=== Direction ===
Write out the rows from the start of the records through the line containing "Query: pink-tinged petal", keeping both ends. Leave the pictures out of your answer.

=== Exercise inputs ===

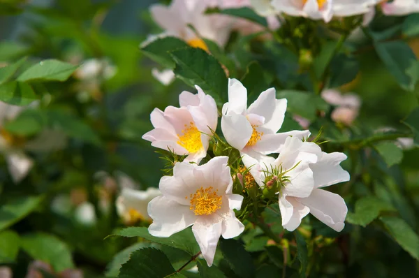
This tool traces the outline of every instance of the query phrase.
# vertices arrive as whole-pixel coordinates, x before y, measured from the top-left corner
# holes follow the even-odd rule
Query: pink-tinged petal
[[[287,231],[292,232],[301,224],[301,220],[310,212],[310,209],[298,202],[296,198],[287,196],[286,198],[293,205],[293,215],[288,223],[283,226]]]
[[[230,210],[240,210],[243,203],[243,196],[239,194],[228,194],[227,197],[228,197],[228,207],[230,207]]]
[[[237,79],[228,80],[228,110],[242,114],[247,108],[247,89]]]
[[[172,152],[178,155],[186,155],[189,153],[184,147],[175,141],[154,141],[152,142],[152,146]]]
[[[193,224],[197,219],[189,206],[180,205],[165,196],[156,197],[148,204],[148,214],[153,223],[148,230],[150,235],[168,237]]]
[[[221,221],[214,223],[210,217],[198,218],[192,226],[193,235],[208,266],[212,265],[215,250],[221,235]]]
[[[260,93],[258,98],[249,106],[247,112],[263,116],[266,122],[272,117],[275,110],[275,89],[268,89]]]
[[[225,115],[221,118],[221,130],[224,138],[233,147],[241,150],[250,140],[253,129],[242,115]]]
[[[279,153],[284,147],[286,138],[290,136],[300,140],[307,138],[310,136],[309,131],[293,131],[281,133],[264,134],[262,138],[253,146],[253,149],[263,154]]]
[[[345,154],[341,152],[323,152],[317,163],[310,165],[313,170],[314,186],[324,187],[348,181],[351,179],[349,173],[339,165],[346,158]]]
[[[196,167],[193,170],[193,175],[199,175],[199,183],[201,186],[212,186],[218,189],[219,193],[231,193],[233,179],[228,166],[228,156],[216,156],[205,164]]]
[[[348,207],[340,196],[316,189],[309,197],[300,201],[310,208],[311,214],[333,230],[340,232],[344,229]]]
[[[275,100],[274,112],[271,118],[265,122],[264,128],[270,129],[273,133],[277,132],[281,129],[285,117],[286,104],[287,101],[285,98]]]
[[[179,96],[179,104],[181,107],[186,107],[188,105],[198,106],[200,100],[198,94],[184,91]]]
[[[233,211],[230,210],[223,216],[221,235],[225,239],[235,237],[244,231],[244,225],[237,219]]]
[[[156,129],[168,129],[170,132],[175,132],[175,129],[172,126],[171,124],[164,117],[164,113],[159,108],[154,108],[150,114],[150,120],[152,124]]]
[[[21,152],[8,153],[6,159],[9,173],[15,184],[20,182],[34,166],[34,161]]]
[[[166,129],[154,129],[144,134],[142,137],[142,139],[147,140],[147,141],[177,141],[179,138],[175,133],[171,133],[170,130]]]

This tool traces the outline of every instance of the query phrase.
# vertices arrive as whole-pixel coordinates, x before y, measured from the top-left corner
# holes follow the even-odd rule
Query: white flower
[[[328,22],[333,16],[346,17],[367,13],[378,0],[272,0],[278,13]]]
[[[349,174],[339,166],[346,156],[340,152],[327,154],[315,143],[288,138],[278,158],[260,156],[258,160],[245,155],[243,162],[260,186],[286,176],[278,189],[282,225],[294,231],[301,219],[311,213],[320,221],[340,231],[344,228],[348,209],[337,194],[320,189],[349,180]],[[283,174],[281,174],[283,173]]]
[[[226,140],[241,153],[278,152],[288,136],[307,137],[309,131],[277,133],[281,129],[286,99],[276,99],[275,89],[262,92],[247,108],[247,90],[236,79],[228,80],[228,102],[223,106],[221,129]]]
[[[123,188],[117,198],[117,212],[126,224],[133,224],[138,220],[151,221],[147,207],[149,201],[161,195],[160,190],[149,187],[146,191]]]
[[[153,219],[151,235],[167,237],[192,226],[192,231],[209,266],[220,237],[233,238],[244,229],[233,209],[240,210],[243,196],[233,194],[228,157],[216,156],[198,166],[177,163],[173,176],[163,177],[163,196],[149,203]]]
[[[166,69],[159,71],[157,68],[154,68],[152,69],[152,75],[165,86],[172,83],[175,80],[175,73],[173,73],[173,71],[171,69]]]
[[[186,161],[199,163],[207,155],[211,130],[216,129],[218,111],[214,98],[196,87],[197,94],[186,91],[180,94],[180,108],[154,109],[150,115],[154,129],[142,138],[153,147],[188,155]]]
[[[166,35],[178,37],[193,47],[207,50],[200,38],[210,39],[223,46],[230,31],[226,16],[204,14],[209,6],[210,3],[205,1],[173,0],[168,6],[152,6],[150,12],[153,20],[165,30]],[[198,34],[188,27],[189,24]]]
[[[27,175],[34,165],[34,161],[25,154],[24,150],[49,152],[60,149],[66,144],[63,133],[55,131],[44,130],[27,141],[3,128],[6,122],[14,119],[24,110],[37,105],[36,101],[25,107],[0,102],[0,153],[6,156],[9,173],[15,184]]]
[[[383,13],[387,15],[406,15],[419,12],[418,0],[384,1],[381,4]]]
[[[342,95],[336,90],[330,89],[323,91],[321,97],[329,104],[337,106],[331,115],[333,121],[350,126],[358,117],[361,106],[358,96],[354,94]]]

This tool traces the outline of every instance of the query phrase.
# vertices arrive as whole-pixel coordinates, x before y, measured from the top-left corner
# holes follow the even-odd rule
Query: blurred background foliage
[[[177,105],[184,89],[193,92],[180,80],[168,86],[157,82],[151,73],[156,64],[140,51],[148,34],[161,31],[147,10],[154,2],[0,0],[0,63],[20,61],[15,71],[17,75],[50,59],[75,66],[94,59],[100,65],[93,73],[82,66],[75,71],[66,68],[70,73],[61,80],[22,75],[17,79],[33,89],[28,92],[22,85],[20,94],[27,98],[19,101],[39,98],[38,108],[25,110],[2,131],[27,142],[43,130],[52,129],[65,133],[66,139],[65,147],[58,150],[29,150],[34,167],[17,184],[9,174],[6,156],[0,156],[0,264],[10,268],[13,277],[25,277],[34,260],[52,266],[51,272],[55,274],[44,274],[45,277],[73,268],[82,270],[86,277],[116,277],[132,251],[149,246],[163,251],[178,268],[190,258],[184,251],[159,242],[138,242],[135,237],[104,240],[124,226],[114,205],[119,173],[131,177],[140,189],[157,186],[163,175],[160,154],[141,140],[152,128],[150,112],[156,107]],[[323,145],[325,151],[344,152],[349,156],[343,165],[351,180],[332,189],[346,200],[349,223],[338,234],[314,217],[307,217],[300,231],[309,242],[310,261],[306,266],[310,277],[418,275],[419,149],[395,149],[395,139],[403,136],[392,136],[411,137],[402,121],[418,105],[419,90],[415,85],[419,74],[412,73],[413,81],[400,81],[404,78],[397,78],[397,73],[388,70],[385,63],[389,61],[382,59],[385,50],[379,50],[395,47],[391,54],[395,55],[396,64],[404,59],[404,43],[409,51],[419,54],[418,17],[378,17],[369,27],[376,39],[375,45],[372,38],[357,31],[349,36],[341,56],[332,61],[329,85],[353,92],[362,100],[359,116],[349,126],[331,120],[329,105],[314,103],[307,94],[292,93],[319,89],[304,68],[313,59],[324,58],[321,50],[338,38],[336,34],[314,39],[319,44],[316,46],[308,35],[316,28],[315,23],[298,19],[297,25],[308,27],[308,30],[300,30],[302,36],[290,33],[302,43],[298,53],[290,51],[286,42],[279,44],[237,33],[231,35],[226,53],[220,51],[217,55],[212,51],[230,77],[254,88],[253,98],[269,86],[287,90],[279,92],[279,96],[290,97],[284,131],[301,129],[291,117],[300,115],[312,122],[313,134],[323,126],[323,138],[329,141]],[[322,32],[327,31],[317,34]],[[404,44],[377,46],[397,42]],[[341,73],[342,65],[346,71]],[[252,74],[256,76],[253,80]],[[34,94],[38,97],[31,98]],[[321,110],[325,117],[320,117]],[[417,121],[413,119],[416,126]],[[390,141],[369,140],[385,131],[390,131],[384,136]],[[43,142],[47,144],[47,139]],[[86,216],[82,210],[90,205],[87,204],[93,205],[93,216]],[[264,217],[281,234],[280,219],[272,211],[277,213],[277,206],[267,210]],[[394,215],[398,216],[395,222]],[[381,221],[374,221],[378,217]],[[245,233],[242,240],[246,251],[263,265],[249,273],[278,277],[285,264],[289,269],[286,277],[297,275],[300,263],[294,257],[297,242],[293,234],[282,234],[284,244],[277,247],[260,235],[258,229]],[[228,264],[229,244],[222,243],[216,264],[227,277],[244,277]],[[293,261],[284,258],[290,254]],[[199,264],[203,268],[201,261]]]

=== Answer to the task ===
This tool traces the outline of every instance of the query phrase.
# vertices arrive as whole-pixel coordinates, x before y, measured from the top-left corner
# holes follow the even-odd rule
Query: pink-tinged petal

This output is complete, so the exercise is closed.